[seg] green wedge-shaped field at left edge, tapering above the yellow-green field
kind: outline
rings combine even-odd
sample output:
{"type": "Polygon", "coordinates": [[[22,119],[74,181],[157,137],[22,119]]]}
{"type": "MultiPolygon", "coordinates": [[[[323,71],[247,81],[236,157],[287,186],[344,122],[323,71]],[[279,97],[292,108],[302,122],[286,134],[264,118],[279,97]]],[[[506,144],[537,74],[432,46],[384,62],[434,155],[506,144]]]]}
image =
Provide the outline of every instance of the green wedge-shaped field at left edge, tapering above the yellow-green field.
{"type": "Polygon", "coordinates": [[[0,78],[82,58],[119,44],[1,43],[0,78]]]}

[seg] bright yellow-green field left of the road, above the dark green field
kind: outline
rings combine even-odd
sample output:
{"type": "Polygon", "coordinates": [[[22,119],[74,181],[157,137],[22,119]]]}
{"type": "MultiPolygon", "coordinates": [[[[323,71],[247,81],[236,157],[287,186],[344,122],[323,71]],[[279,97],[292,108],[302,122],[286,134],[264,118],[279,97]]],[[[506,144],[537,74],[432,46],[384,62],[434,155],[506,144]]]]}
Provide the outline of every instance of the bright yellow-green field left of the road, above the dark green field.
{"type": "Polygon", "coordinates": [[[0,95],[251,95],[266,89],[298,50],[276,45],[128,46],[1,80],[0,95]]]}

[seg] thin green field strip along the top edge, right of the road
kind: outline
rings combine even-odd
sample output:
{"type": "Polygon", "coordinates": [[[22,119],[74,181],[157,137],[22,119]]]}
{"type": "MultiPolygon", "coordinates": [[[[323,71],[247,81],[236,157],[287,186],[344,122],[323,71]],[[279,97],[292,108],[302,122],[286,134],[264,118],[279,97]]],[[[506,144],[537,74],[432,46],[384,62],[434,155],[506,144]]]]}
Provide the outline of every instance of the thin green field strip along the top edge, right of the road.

★ ★ ★ ★ ★

Problem details.
All entries are to be retyped with no difference from the original.

Solution to the problem.
[seg] green wedge-shaped field at left edge, tapering above the yellow-green field
kind: outline
rings combine even-odd
sample output:
{"type": "Polygon", "coordinates": [[[22,119],[74,181],[157,137],[22,119]]]}
{"type": "MultiPolygon", "coordinates": [[[[323,71],[247,81],[236,157],[287,186],[344,122],[323,71]],[[279,97],[292,108],[302,122],[286,134],[264,118],[279,97]]],[[[506,144],[537,74],[432,46],[384,62],[434,155],[506,144]]]]}
image =
Provide the outline of every instance of the green wedge-shaped field at left edge, tapering above the yellow-green field.
{"type": "Polygon", "coordinates": [[[0,78],[82,58],[119,44],[1,43],[0,78]]]}

[seg] bright yellow-green field left of the road, above the dark green field
kind: outline
rings combine even-odd
sample output:
{"type": "Polygon", "coordinates": [[[22,119],[74,181],[157,137],[22,119]]]}
{"type": "MultiPolygon", "coordinates": [[[[323,71],[247,81],[236,157],[287,186],[344,122],[323,71]],[[279,97],[292,108],[302,122],[286,134],[264,118],[279,97]]],[[[506,144],[537,74],[432,46],[384,62],[434,155],[506,144]]]]}
Provide the outline of every instance of the bright yellow-green field left of the road, above the dark green field.
{"type": "Polygon", "coordinates": [[[0,95],[251,95],[266,89],[298,50],[276,45],[128,46],[1,80],[0,95]]]}

[seg] thin green field strip along the top edge, right of the road
kind: outline
rings combine even-odd
sample output:
{"type": "Polygon", "coordinates": [[[22,119],[74,181],[157,137],[22,119]]]}
{"type": "MultiPolygon", "coordinates": [[[[323,71],[247,81],[236,157],[287,186],[344,122],[323,71]],[[279,97],[292,108],[302,122],[286,134],[264,118],[279,97]]],[[[506,144],[537,74],[432,46],[384,62],[434,155],[506,144]]]]}
Provide the outline of every instance of the thin green field strip along the top edge, right of the road.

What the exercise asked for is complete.